**Goal of the exercise**
Where does the string "dark" appear? Copy every line of the entries below that holds it.

(Saved entries)

——————————

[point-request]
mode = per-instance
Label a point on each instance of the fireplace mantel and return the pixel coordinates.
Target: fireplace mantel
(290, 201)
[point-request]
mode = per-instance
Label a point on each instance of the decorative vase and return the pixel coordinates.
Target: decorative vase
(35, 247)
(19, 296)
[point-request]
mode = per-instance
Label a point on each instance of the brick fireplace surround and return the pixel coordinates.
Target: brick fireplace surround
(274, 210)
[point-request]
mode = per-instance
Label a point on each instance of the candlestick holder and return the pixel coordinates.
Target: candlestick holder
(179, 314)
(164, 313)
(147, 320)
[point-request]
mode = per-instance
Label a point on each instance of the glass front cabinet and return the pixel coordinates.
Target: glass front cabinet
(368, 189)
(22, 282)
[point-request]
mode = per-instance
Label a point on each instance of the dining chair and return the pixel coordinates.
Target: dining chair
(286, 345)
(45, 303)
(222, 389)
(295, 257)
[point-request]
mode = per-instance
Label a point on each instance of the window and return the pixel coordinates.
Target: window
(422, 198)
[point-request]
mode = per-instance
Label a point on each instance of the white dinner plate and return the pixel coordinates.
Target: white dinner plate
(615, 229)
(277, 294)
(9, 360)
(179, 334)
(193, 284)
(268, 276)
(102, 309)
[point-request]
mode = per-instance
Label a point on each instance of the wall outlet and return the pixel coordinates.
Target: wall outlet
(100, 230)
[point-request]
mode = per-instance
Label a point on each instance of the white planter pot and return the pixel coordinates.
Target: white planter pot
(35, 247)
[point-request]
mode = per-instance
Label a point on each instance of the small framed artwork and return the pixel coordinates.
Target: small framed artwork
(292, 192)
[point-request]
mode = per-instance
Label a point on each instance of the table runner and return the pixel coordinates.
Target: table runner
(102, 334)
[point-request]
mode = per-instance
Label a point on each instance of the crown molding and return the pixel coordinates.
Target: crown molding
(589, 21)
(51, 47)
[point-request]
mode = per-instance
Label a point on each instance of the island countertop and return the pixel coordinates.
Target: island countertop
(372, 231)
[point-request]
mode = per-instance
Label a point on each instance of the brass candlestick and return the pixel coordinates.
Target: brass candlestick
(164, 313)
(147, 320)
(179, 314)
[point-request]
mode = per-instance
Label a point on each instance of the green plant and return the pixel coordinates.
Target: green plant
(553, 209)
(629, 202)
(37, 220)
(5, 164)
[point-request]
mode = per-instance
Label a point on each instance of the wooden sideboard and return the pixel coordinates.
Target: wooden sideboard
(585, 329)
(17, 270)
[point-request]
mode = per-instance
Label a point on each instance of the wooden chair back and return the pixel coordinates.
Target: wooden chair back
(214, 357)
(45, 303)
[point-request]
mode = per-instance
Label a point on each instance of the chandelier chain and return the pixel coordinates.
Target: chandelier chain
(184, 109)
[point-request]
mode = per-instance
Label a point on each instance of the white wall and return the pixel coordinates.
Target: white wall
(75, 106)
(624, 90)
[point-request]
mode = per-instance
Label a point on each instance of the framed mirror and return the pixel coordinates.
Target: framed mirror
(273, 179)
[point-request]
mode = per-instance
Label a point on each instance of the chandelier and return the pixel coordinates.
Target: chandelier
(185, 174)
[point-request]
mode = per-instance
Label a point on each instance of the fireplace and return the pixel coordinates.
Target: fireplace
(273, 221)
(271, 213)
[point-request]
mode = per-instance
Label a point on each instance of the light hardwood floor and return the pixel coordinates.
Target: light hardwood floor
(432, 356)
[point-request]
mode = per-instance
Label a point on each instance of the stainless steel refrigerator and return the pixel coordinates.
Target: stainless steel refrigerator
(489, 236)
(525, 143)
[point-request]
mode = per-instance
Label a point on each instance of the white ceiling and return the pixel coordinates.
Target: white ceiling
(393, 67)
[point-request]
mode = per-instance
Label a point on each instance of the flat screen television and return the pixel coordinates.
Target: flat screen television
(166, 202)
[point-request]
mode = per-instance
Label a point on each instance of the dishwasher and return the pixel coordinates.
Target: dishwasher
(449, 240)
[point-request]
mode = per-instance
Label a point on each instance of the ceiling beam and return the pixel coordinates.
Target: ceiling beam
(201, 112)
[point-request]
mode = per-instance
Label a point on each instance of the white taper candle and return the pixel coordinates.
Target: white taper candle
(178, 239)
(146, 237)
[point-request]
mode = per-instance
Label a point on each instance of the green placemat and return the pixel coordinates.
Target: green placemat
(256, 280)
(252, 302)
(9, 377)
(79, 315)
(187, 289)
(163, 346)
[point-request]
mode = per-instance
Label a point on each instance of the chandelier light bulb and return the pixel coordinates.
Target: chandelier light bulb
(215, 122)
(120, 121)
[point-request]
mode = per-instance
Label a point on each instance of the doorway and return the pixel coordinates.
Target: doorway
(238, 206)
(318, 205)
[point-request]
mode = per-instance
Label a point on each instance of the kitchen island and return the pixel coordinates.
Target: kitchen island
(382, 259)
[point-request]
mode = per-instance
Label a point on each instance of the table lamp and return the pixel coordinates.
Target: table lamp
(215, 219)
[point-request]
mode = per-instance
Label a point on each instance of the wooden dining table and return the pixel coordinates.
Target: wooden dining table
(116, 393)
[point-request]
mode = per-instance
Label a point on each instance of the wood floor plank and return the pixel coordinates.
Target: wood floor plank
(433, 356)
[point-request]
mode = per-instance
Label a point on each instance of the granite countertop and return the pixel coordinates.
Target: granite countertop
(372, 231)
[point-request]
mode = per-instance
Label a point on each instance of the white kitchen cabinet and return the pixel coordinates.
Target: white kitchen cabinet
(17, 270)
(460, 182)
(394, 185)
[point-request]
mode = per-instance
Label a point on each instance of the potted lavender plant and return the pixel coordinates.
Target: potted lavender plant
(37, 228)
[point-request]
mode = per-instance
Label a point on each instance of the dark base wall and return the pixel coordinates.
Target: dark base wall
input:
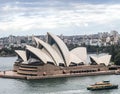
(49, 69)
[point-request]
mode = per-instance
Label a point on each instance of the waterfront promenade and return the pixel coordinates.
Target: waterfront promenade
(14, 75)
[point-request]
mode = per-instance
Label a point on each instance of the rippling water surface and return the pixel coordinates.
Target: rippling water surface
(72, 85)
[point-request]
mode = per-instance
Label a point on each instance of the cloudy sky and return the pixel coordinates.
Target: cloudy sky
(68, 17)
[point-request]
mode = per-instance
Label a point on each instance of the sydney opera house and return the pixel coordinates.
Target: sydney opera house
(54, 58)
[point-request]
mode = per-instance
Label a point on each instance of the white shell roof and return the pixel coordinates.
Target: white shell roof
(80, 52)
(42, 56)
(22, 54)
(55, 56)
(62, 47)
(102, 59)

——————————

**Finished task**
Label a point on each instance of the dark base wall and return the pixel coordinates.
Target: dark base wall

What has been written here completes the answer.